[BEGIN Excerpt to read]
[R] regression for poisson distributed data

Gabor Grothendieck ggrothendieck at gmail.com
Tue Apr 3 17:48:35 CEST 2012


On Tue, Apr 3, 2012 at 11:03 AM, David Winsemius <dwinsemius at comcast.net> wrote:
>
> On Apr 3, 2012, at 9:58 AM, Joachim Audenaert wrote:
>
>> Hello all,
>>
>> I would like to get parameter estimates for different models. For one of
>> them I give the code in example. I am estimating the parameters (i,j and
>> k) with the nls function, which sees the error distribution as normal,
>
>
> Doesn't it really just minimize the squared residuals from a nonlinear
> objective function? I didn't think there was any assumption that there was a
> particular error structure.
>
>
>> I would however like to do the same as nls with the assumption that the
>> errors are poisson distributed.
>
>
>> Is there a way to do this with R? Are there packages designed for this? I
>> tried with the gnm package, but don't understand how to transform my
>> equation to a generalised equation. Is there an option for nls to choose
>> family = poisson?
>
>
>> dat <- read.table(text="N0      FR
>> 10      2
>> 10      3
>> snipped
>>
>> 60      2
>> 60      2
>> 60      5
>> 60      4', header=TRUE)
>
>
> I was wondering if you could just use `glm` in the base/stats package:
>
>
> plot(jitter(FR)~jitter(N0), data=dat)
> ( reg=glm(FR ~ N0, data=dat, family=poisson) )
> lines(10:60, predict(reg, newdata=list(N0=10:60), type="response"))
[END Excerpt to read]
- Problem requirements: Continue the mailing-list post about Poisson regression in R from the point where it stops.
[BEGIN Material]
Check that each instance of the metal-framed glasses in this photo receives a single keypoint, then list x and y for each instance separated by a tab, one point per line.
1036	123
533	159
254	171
[END Material]
- Written response:
>
> # It gives you:
>
> FR ~ exp(alpha + beta*N0) + pois-error
>
> # The plot looks adequate. And I would say arguably better than the one I
> get with:
>
>  x <- nls(FR~(exp(i+j*N0)/(1+exp(i+j*N0)))*(k*N0/(k+N0)), data=dat,
>           control =nls.control(maxiter=150, tol=0.01),
>            start=list(i=1,j=.02,k=6))
> summary(x)
> hatx <- predict(x)
> lines(spline(dat$N0,hatx), col="red")
>
> # I also saw Gabor Grothendieck's suggestion which I'm sure is more
> # mathematically sophisticated than my hacking, but when I plot its
> # results, it seems to fit even less well than your original nls function.
>

The normal will tend to overfit to the right side of the plot if the
data is truly poisson since it won't take into account that the
variance of those points is larger.  Note how the normal plot rises
toward the right more than the poisson plot suggesting the normal is
letting those points unduly influence the fit.

-- 
Statistics & Software Consulting
GKX Group, GKX Associates Inc.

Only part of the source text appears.